== ТЕКСТ ДЛЯ РАЗБОРА ==

Традиция точного и детализированного изображения действительности, унаследованная Набоковым от русской литературы, и пушкинская «простота, поражающая пуще самой сложной магии», особенно зримо воплощены в «Подвиге». Яркие детали, едва заметные повороты и «соскальзывание» служат углублению этой традиции или, как писала одна молодая московская набоковедка, «рождают своеобразный эффект „консервативного новаторства“».

Есть в «Подвиге» еще одна важная тема, которой мы отчасти уже касались в начале книги, говоря о набоковской религиозности. Вот как пишет Набоков о матери Мартына:

«Была некая сила, в которую она крепко верила, столь же похожая на Бога, сколь похожи на никогда не виденного человека его дом, его вещи, его теплица, и пасека, далекий голос его, случайно услышанный ночью в поле. Она стеснялась называть эту силу именем Божиим, как есть Петры и Иваны, которые не могут без чувства фальши произнести Петя, Ваня, меж тем как есть другие, которые, передавая вам длинный разговор, раз двадцать просмакуют свое имя и отчество, или еще хуже – прозвище. Эта сила не вязалась с церковью, никаких грехов не отпускала нам и не карала, – но просто было иногда стыдно перед деревом, облаком, собакой, стыдно перед воздухом, так же бережно и свято несущим дурное слово, как и доброе… С Мартыном она никогда прямо не говорила о вещах этого порядка, но всегда чувствовала, что все другое, о чем они говорят, создает для Мартына, через ее голос и любовь, такое же ощущение Бога, как то, что живет в ней самой».

Приводя частично эту характеристику, московский набоковед В. Ерофеев пишет, что «такое кредо, при всей его сдержанности и туманности, остается свидетельством метафизических рефлексий Набокова» и что хотя подобные рефлексии у Набокова «не кочуют из романа в роман, как у Достоевского», однако они важны для всего творчества Набокова, «для понимания того, как функционирует… набоковская этика. Связь веры с любовью к матери, передача веры через материнскую любовь превращает веру в смутное, но устойчивое, через всю жизнь длящееся чувство».

ЗОЛОТАЯ НИЩЕТА. НИЩАЯ СВОБОДА

Подходил к концу 1930 год. Вера работала на адвокатскую контору (переводы на английский и французский с русского и немецкого, письма, перепечатка, стенография – тоска, но работа есть работа).

===

- **ПОРЯДОК РАБОТЫ**
Перепишите часть текста о набоковском «Подвиге», начав со слов «ЗОЛОТАЯ НИЩЕТА. НИЩАЯ» и закончив словами «работа есть работа).». Слово «тоска» при этом замените на «скука».

== ЗАФИКСИРОВАННЫЕ ДАННЫЕ ==

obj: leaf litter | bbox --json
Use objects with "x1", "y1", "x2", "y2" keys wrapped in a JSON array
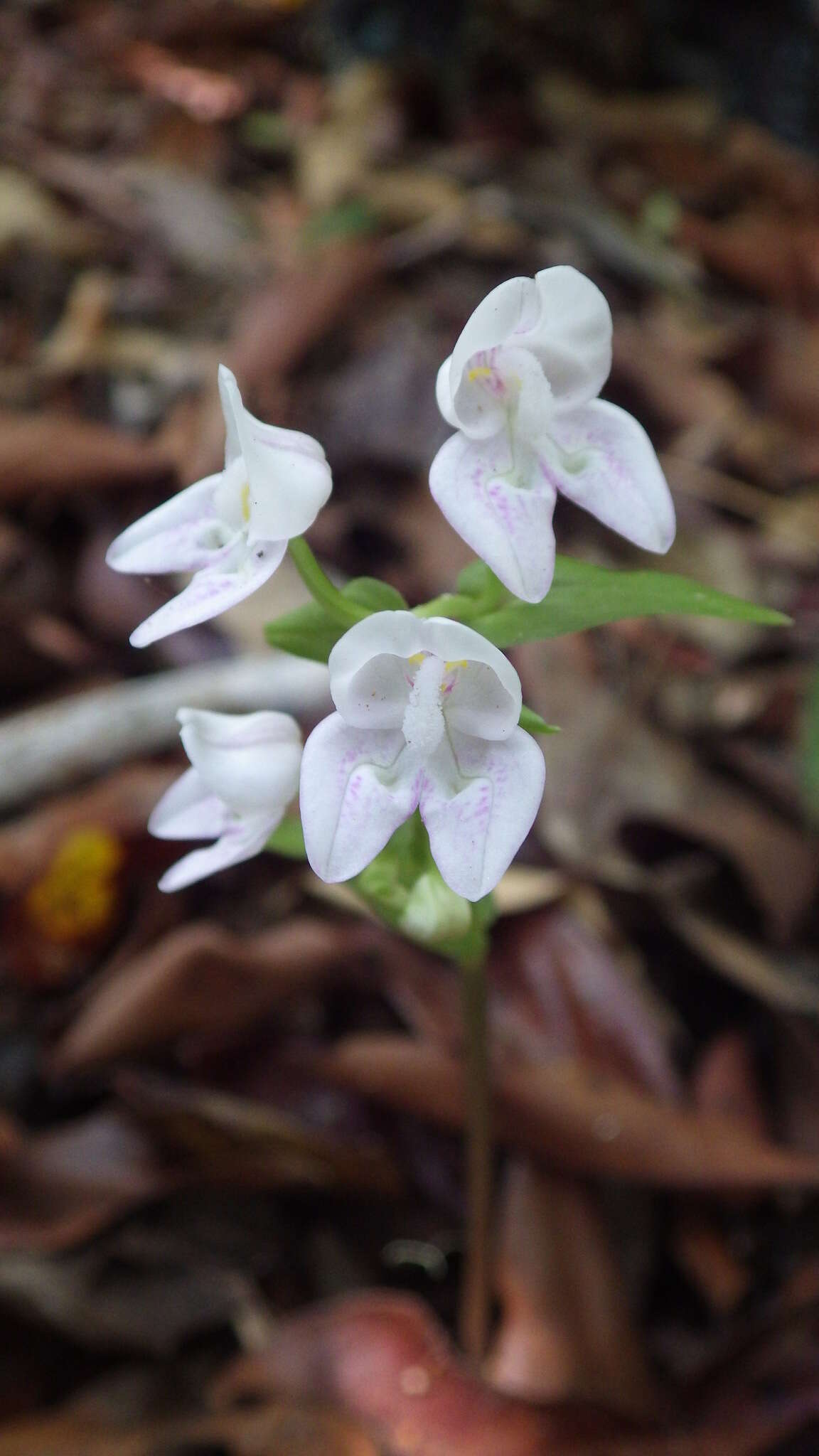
[{"x1": 0, "y1": 0, "x2": 819, "y2": 1456}]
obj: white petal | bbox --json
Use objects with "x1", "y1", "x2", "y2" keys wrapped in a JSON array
[
  {"x1": 329, "y1": 611, "x2": 520, "y2": 738},
  {"x1": 159, "y1": 814, "x2": 283, "y2": 891},
  {"x1": 299, "y1": 714, "x2": 419, "y2": 884},
  {"x1": 215, "y1": 364, "x2": 245, "y2": 471},
  {"x1": 421, "y1": 617, "x2": 523, "y2": 738},
  {"x1": 328, "y1": 611, "x2": 424, "y2": 729},
  {"x1": 449, "y1": 278, "x2": 539, "y2": 402},
  {"x1": 453, "y1": 345, "x2": 554, "y2": 439},
  {"x1": 131, "y1": 542, "x2": 287, "y2": 646},
  {"x1": 421, "y1": 728, "x2": 545, "y2": 900},
  {"x1": 548, "y1": 399, "x2": 676, "y2": 552},
  {"x1": 218, "y1": 364, "x2": 332, "y2": 545},
  {"x1": 178, "y1": 707, "x2": 301, "y2": 814},
  {"x1": 105, "y1": 475, "x2": 235, "y2": 575},
  {"x1": 518, "y1": 265, "x2": 612, "y2": 411},
  {"x1": 436, "y1": 354, "x2": 458, "y2": 429},
  {"x1": 147, "y1": 769, "x2": 232, "y2": 839},
  {"x1": 430, "y1": 432, "x2": 555, "y2": 601}
]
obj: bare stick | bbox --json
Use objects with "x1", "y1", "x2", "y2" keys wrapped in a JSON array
[{"x1": 0, "y1": 653, "x2": 329, "y2": 811}]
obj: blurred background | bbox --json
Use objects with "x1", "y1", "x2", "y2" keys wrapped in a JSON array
[{"x1": 0, "y1": 0, "x2": 819, "y2": 1456}]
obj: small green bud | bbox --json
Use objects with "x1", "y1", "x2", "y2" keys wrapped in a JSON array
[{"x1": 398, "y1": 869, "x2": 472, "y2": 945}]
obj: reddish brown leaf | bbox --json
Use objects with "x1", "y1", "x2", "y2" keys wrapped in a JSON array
[
  {"x1": 488, "y1": 1162, "x2": 657, "y2": 1417},
  {"x1": 217, "y1": 1293, "x2": 603, "y2": 1456},
  {"x1": 54, "y1": 917, "x2": 370, "y2": 1071},
  {"x1": 0, "y1": 1405, "x2": 380, "y2": 1456},
  {"x1": 314, "y1": 1035, "x2": 819, "y2": 1192},
  {"x1": 0, "y1": 764, "x2": 176, "y2": 894},
  {"x1": 0, "y1": 411, "x2": 173, "y2": 501},
  {"x1": 0, "y1": 1111, "x2": 179, "y2": 1251}
]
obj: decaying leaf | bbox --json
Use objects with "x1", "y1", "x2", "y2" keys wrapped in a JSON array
[
  {"x1": 312, "y1": 1035, "x2": 819, "y2": 1192},
  {"x1": 54, "y1": 917, "x2": 367, "y2": 1071},
  {"x1": 488, "y1": 1160, "x2": 659, "y2": 1418}
]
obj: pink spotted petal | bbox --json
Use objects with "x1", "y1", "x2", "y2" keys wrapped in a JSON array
[
  {"x1": 147, "y1": 769, "x2": 232, "y2": 839},
  {"x1": 299, "y1": 714, "x2": 418, "y2": 884},
  {"x1": 544, "y1": 399, "x2": 676, "y2": 552},
  {"x1": 105, "y1": 475, "x2": 230, "y2": 577},
  {"x1": 131, "y1": 542, "x2": 287, "y2": 646},
  {"x1": 159, "y1": 811, "x2": 284, "y2": 891},
  {"x1": 419, "y1": 728, "x2": 545, "y2": 900},
  {"x1": 430, "y1": 432, "x2": 555, "y2": 601}
]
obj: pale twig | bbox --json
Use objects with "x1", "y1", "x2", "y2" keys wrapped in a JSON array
[{"x1": 0, "y1": 653, "x2": 329, "y2": 811}]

===

- **РАЗДЕЛ ОТВЕТА**
ЗОЛОТАЯ НИЩЕТА. НИЩАЯ СВОБОДА

Подходил к концу 1930 год. Вера работала на адвокатскую контору (переводы на английский и французский с русского и немецкого, письма, перепечатка, стенография – скука, но работа есть работа).